• **WAT WORDT GEVRAAGD**: Kun je uit de tekst over Traiectum alles vanaf "Traiectum wordt daarna" tot en met "Traiectum definitief Frankisch." letterlijk overnemen?

• **BRONTEKST**:
────────

Traiectum wordt daarna genoemd in 595 wanneer de Merovingische koning Theudebert II privileges verleent aan de St.-Martinuskerk van Traiectum.[3] In die tijd valt de bloeiperiode van Traiectum: het was een belangrijke handelsstad waar tussen 600 en 650 wel twaalf opeenvolgende muntmeesters de Frankische TRIECT-munten sloegen. In de daaropvolgende periode zijn er herhaaldelijk schermutselingen tussen Friezen en Franken en meermalen wisselt Traiectum van bezitter. Na de dood van de Friese koning Radboud in 719, wordt Traiectum definitief Frankisch.

────────

• **AANGELEVERD MATERIAAL**:

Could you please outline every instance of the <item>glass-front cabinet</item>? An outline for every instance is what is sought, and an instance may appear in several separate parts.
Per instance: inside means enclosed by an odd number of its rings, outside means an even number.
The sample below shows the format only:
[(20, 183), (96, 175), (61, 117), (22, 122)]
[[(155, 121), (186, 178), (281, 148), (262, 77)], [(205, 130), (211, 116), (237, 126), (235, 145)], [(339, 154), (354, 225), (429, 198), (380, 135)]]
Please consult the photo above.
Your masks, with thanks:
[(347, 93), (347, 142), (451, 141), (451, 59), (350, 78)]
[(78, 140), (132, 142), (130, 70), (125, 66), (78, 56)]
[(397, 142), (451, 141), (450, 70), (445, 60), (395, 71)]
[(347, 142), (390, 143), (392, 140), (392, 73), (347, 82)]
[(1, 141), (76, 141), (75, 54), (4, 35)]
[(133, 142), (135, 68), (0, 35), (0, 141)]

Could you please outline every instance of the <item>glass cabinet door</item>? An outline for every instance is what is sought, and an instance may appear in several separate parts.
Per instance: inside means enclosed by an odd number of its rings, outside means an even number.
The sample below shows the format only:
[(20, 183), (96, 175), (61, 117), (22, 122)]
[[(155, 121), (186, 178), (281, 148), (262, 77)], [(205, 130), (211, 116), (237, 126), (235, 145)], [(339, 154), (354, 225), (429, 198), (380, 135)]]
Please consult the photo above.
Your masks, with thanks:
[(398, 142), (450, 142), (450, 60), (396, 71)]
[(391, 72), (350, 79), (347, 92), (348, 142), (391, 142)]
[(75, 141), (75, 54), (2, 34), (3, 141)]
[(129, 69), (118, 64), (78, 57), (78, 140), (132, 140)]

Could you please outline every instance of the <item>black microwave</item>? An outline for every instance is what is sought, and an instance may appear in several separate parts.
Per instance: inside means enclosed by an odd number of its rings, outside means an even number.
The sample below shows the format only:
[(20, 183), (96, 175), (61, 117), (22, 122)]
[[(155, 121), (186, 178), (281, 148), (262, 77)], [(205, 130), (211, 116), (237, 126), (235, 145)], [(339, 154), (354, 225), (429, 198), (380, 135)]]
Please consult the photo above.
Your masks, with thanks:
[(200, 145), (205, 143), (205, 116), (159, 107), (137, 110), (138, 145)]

────────

• **GESCHREVEN ANTWOORD**:
Traiectum wordt daarna genoemd in 595 wanneer de Merovingische koning Theudebert II privileges verleent aan de St.-Martinuskerk van Traiectum.[3] In die tijd valt de bloeiperiode van Traiectum: het was een belangrijke handelsstad waar tussen 600 en 650 wel twaalf opeenvolgende muntmeesters de Frankische TRIECT-munten sloegen. In de daaropvolgende periode zijn er herhaaldelijk schermutselingen tussen Friezen en Franken en meermalen wisselt Traiectum van bezitter. Na de dood van de Friese koning Radboud in 719, wordt Traiectum definitief Frankisch.